_Supplied passage_
━━━━━━━━━━━━━━━━

23 July 2010

Special Feature: Meet Pamila Payne

The very first time I came across Pamila Payne's website was after I was double-featured with her AT-THE-BIJOU. I was so impressed with the immersive stories and gritty noir (not to mention it's set in Texas at a ghostly motel) I had to know more. Somehow, she didn't find me to be a crazy; we actually have quite a bit in common. So when she agreed to an interview hosted at Mindspeak, you can imagine how delighted I was. 


Please, if you follow and enjoy my work, I can guarantee you will love hers.


After all, we write from the same vein. - Carrie












When did you first realize you wanted to be a writer? What was it like growing up for you?


Early, early childhood. I started sorting out how to read and write before I started school and pretended to write new parts for the bible to annoy my grampa. I developed a precocious sense of irreverence toward imposed religion. He was a minister and he read to me about god a lot. It was all up for debate as far as I was concerned. He also read me the newspapers and whatever was laying around because I would shut up and listen and not torment my gramma when he was reading to me. I was a typical maladjusted social retard right out of the gate. Other children were alien creatures, whose language and customs were indecipherable to me. I failed at assimilation. I turned to books for companionship and learning and never looked back. I started writing "serious" stories in high school when a sympathetic english teacher encouraged me.


Not to mention you have a famous brother. Can we mention him? (I'm a Nitzer Ebb fan)


He's a very private person. I will say that I adore him, he's an amazing artist and a very kind, loving brother to me. He's in Europe performing with the Ebb again right now.


I have to put off unnecessary things (like sleep) to get anything done for my stories. What is your work schedule like when you're writing? When you get really inspired what are your methods to capture those lines?

━━━━━━━━━━━━━━━━

_Set of tasks_
1. Reproduce the portion of the Pamila Payne interview from "23 July 2010" up to and including "will love hers.".
2. For each statement below, state whether it agrees with the Pamila Payne interview. Answer yes or no, and quote the words of the interview that decide it.
(a) The interviewer first came across Payne's website after being double-featured with her AT-THE-BIJOU.
(b) Payne's grandfather was a minister.
(c) Payne started writing "serious" stories in college.
3. According to the Pamila Payne interview, why did Payne's grandfather read her the newspapers and whatever was lying around? Answer in one to three sentences.

_Entries provided_
━━━━━━━━━━━━━━━━

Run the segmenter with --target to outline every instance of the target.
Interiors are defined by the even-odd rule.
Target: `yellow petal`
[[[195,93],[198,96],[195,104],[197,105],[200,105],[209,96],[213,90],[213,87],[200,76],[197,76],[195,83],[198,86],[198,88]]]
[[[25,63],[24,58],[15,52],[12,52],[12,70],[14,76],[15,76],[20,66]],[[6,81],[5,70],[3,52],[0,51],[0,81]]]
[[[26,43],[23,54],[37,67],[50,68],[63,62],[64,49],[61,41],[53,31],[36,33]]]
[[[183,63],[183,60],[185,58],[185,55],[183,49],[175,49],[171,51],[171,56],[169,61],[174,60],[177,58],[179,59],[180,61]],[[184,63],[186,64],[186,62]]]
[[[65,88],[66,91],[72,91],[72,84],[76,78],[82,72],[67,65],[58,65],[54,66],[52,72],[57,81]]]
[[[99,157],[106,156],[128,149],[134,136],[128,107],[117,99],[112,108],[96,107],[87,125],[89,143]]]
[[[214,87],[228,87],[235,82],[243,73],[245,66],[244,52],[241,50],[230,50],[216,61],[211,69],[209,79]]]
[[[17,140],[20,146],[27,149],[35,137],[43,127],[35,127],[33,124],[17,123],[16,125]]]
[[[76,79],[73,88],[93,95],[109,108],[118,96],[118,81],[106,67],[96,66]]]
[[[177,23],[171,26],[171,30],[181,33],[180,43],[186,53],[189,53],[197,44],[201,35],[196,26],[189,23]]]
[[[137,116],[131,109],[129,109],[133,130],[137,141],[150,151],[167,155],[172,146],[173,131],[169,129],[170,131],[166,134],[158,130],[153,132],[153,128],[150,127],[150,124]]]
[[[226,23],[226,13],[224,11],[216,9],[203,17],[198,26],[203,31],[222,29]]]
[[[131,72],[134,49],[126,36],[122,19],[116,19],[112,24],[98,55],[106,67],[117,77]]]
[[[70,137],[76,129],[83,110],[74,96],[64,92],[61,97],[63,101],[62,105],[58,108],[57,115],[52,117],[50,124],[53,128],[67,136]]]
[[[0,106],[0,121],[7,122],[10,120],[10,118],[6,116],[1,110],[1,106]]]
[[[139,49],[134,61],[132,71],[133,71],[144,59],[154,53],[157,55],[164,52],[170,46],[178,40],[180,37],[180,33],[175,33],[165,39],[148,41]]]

━━━━━━━━━━━━━━━━

_List of solutions_
1.
23 July 2010

Special Feature: Meet Pamila Payne

The very first time I came across Pamila Payne's website was after I was double-featured with her AT-THE-BIJOU. I was so impressed with the immersive stories and gritty noir (not to mention it's set in Texas at a ghostly motel) I had to know more. Somehow, she didn't find me to be a crazy; we actually have quite a bit in common. So when she agreed to an interview hosted at Mindspeak, you can imagine how delighted I was. 


Please, if you follow and enjoy my work, I can guarantee you will love hers.

2.
(a) Yes: "The very first time I came across Pamila Payne's website was after I was double-featured with her AT-THE-BIJOU."
(b) Yes: "He was a minister and he read to me about god a lot."
(c) No: "I started writing "serious" stories in high school when a sympathetic english teacher encouraged me."

3. He read to her because it kept her occupied. While he was reading, she would be quiet and listen instead of tormenting her grandmother.